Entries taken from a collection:
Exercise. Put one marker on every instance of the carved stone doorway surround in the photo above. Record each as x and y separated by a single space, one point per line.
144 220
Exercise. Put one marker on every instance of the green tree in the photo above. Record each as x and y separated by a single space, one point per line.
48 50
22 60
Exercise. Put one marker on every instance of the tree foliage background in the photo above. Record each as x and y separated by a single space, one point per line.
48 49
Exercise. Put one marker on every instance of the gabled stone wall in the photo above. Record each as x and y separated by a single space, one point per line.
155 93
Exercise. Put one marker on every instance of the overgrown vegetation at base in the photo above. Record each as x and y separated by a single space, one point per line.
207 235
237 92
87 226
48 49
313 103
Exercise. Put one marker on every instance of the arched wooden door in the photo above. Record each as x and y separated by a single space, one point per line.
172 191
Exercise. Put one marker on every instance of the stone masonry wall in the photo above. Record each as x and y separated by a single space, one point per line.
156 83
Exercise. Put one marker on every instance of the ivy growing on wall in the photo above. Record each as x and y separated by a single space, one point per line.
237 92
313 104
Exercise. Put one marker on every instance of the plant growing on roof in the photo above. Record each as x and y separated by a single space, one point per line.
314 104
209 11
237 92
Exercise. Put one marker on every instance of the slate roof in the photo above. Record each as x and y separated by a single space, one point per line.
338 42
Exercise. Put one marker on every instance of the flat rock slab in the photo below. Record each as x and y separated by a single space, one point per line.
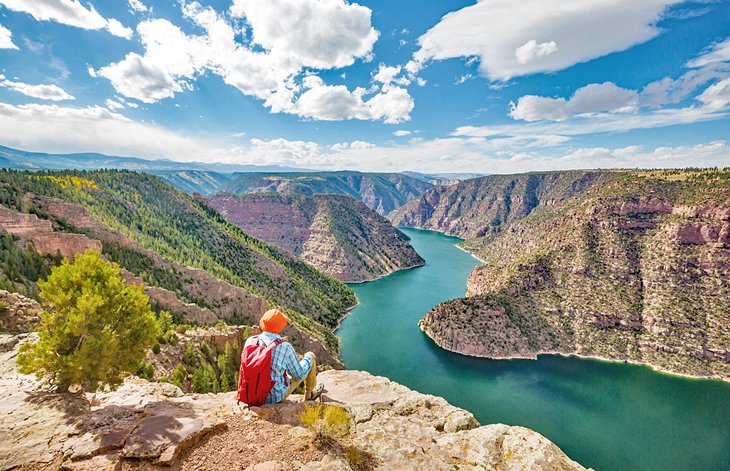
166 429
109 462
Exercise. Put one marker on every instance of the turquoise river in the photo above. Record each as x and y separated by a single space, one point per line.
609 416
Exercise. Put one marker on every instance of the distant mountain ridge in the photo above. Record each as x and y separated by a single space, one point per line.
382 192
336 234
19 159
195 263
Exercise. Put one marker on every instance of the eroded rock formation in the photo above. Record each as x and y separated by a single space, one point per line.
635 269
144 425
338 235
41 233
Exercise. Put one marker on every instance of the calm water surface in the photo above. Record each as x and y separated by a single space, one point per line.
608 416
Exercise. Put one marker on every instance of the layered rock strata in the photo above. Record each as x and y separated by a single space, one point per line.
146 425
338 235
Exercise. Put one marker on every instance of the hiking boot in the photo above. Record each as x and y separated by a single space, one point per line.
314 395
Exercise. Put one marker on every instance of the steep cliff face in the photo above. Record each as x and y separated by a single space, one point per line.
194 262
41 233
381 192
638 270
146 425
195 181
482 206
338 235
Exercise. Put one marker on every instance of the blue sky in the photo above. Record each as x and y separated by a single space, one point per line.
492 86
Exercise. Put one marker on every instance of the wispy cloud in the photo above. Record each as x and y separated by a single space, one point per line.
44 92
68 12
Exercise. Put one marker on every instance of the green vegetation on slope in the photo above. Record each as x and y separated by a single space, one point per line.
637 268
183 230
382 192
336 234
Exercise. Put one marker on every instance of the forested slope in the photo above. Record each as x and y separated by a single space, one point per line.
156 232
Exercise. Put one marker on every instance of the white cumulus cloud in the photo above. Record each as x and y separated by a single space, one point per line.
717 96
44 92
6 39
592 98
68 12
321 34
515 38
137 6
331 34
531 50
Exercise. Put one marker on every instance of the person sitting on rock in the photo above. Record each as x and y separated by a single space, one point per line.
287 370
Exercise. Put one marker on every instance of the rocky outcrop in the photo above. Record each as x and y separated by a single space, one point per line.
381 192
18 314
631 272
144 425
230 301
338 235
40 232
141 420
214 299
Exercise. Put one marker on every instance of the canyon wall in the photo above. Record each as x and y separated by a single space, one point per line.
336 234
637 270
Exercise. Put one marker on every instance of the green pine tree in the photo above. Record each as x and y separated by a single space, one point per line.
96 329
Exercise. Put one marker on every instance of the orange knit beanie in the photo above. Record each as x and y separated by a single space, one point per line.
273 321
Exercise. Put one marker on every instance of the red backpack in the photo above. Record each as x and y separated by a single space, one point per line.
254 376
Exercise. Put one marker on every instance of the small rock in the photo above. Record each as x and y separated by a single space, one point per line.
110 462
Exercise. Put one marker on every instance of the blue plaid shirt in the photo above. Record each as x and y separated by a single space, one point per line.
283 358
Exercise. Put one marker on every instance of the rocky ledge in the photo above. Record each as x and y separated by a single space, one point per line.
151 426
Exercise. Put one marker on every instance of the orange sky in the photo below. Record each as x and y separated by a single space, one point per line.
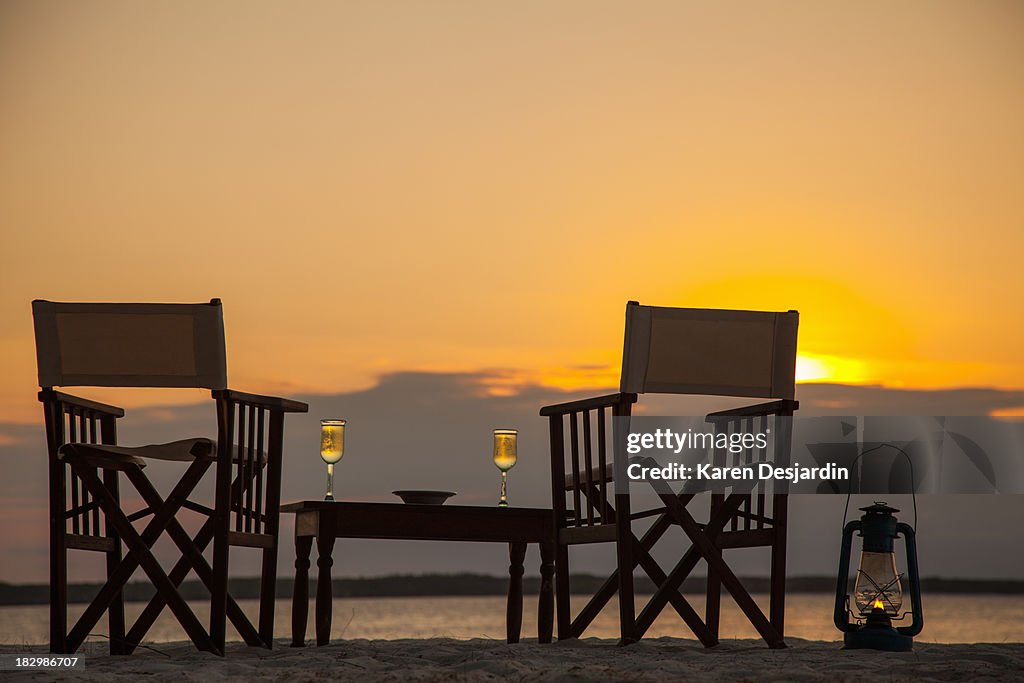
373 186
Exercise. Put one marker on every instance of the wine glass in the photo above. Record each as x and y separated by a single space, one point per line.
332 450
505 458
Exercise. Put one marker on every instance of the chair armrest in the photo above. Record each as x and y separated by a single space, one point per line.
588 403
272 402
49 395
784 407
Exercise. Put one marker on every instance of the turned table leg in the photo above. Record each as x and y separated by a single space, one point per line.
325 546
300 593
546 601
513 612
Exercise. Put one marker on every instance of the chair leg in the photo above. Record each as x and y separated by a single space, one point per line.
562 593
116 612
776 607
218 584
267 595
624 552
58 588
713 604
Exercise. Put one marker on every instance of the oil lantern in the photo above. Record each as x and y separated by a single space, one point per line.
879 588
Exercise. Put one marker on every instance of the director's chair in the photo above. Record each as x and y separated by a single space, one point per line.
680 351
155 345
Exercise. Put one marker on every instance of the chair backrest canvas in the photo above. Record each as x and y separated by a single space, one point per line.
130 344
710 351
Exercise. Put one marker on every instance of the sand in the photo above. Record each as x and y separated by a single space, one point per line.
588 659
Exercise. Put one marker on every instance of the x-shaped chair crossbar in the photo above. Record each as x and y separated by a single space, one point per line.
701 538
164 520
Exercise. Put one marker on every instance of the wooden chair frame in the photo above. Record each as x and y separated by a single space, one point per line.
593 519
248 494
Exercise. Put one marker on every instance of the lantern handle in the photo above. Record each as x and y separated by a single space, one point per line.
913 493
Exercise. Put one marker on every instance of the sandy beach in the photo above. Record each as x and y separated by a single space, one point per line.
588 659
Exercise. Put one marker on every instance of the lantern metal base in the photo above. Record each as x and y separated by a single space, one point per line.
878 638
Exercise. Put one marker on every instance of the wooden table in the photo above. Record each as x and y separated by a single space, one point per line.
325 521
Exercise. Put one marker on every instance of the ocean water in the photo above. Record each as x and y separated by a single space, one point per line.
948 619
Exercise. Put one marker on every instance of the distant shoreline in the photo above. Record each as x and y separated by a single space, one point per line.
469 585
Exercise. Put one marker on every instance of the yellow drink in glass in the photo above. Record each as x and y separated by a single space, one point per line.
505 458
332 450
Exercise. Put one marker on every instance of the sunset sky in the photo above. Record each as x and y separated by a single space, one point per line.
383 186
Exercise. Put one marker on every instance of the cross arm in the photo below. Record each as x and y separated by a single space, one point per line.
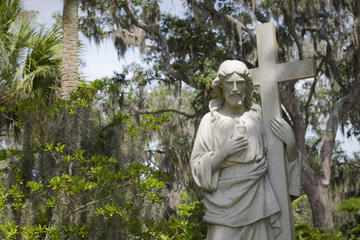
284 71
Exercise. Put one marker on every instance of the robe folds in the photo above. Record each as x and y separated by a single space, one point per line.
238 194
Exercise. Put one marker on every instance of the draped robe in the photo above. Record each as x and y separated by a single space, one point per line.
239 198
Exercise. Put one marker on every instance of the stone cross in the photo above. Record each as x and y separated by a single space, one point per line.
267 76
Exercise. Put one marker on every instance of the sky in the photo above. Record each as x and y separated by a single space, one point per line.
102 60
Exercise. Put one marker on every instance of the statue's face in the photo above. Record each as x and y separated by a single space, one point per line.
233 88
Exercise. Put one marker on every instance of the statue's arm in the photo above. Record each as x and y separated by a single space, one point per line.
285 133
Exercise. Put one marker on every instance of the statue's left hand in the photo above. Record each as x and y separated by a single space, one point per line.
285 133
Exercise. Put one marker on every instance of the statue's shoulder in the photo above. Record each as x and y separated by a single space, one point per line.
207 117
255 111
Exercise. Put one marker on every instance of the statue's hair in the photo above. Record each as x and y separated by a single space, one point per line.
227 68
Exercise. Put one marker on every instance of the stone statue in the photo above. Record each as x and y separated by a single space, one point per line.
229 162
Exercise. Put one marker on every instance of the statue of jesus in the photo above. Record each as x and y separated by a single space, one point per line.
229 161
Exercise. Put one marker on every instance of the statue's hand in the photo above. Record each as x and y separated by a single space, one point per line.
230 146
285 133
234 144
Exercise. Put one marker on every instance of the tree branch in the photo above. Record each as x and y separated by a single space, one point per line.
168 110
343 106
165 54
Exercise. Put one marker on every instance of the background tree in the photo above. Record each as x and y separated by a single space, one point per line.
70 52
304 28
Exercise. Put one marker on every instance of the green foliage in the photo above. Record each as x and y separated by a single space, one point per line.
305 232
351 207
187 224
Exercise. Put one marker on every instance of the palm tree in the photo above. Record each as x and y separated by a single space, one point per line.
70 65
30 64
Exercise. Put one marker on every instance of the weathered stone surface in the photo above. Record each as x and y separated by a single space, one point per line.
238 154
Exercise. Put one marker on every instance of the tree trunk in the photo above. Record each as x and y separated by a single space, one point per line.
70 62
319 199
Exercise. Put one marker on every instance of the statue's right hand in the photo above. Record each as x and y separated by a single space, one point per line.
234 144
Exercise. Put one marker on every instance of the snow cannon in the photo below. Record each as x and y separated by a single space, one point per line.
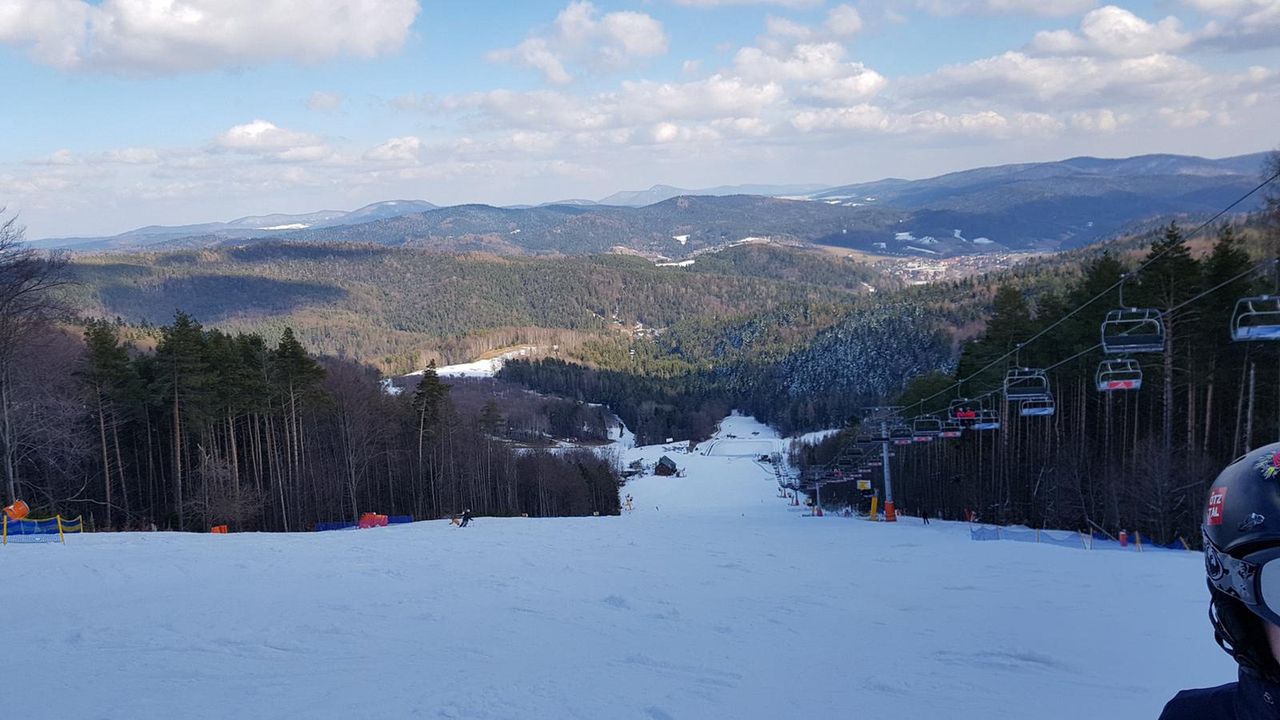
18 510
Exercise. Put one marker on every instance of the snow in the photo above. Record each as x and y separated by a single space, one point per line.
487 368
712 598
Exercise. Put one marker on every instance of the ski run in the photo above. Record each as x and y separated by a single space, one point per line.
711 598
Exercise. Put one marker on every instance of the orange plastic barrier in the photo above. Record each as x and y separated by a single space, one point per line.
373 520
17 511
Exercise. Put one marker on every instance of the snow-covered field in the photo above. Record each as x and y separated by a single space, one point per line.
712 598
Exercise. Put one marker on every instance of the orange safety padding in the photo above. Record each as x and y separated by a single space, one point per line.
373 520
18 510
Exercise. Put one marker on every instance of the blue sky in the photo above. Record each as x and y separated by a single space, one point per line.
126 113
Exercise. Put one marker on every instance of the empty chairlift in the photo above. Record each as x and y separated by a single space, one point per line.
1256 318
924 429
1119 374
1024 383
1133 329
1037 408
987 420
963 410
900 434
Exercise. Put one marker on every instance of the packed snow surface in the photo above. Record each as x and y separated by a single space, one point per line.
712 598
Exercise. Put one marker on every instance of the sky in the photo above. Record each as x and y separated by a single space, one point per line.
126 113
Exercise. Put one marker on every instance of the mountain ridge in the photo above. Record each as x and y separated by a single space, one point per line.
1015 206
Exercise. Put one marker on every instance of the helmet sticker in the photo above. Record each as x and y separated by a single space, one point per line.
1216 500
1269 465
1253 520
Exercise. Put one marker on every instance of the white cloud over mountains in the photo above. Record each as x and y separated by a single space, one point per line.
580 33
800 101
173 36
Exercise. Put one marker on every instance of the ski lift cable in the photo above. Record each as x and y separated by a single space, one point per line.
1198 296
1179 306
1104 294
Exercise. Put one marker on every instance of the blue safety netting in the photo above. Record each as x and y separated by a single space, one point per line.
32 527
325 527
1065 538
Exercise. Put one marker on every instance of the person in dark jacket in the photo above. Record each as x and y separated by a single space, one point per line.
1242 561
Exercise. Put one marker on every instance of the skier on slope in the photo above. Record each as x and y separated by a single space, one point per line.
1242 560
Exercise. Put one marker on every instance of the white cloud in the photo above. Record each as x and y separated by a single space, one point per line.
878 121
727 3
534 53
1063 83
1239 24
1116 32
398 150
632 104
801 63
842 22
1097 121
854 87
264 139
581 33
324 101
1050 8
172 36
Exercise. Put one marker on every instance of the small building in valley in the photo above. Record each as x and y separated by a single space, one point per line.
666 466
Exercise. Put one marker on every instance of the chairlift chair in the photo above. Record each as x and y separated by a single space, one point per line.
1037 408
924 429
963 410
1118 374
987 420
1133 329
1025 383
1256 318
900 434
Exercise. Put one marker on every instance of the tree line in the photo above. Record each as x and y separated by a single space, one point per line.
210 428
1137 460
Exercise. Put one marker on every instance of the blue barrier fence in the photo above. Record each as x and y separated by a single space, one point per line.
327 527
1078 541
346 525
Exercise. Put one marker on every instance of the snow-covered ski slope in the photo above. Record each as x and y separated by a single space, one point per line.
711 600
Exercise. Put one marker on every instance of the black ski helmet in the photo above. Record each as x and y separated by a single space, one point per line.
1242 516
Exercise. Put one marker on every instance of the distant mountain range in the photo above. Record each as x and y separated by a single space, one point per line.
243 228
1024 206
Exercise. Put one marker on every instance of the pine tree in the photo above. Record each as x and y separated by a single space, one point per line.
183 386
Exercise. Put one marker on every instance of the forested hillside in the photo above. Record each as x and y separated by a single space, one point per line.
400 308
1128 459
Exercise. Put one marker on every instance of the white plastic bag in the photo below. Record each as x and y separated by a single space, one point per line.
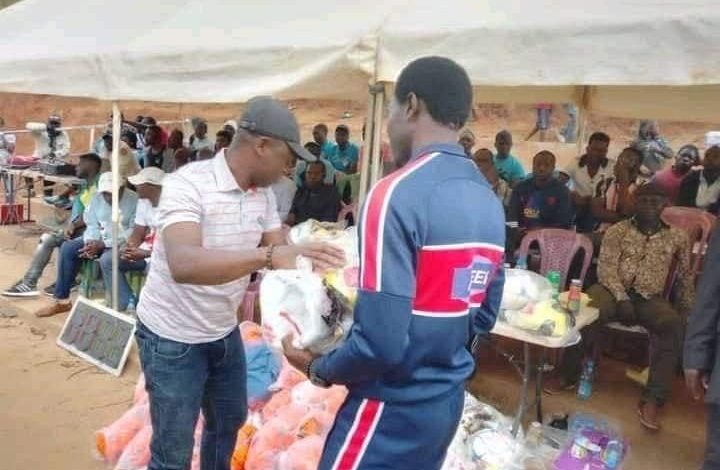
523 287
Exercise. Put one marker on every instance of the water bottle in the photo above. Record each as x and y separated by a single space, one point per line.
612 456
585 386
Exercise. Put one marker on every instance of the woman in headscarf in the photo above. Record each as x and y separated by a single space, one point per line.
653 147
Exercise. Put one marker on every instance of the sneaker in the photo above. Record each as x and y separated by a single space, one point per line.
55 309
648 415
21 289
50 290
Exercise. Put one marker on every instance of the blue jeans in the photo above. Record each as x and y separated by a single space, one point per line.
68 267
181 379
124 291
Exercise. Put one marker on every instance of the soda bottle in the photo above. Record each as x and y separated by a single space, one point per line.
586 379
574 296
554 278
612 456
521 263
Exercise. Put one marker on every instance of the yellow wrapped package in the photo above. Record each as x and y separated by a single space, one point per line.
547 318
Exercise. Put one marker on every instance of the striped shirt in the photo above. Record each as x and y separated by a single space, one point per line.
205 193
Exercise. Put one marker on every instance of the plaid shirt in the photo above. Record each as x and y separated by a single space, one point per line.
631 260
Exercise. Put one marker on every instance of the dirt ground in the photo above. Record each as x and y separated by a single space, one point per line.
51 402
17 109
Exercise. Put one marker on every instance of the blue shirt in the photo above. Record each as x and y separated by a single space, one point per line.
430 276
98 218
301 167
509 168
535 207
344 159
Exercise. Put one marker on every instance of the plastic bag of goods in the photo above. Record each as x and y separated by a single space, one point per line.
136 454
110 441
343 281
483 439
546 318
523 287
263 364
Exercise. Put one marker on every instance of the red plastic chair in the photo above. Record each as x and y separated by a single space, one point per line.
699 226
558 249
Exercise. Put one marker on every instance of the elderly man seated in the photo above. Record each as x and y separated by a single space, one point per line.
136 253
315 200
97 238
636 258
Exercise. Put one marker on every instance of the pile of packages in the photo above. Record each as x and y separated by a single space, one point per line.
529 303
315 309
288 421
483 439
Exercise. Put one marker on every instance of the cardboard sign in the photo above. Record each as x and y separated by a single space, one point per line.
99 335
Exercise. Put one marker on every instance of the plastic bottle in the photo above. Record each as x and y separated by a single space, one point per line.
612 456
586 379
575 296
554 278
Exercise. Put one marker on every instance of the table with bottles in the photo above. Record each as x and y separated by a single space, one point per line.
529 369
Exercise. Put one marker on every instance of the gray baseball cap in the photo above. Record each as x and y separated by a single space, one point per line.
270 118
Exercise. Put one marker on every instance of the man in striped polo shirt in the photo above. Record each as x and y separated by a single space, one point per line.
432 238
218 224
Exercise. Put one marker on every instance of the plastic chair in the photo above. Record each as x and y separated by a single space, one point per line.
699 226
558 249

Task description ▸
Repeat only the stretch of lines that opens with the line containing "Exercise. Put one marker on every instance of the plastic chair" and closes with the final line of the entries, both included, exactly as written.

Answer section ▸
Exercise. Put one marker on every instance of the plastic chair in the photo above. Record each as x and y separated by a single space, one point per line.
699 226
558 249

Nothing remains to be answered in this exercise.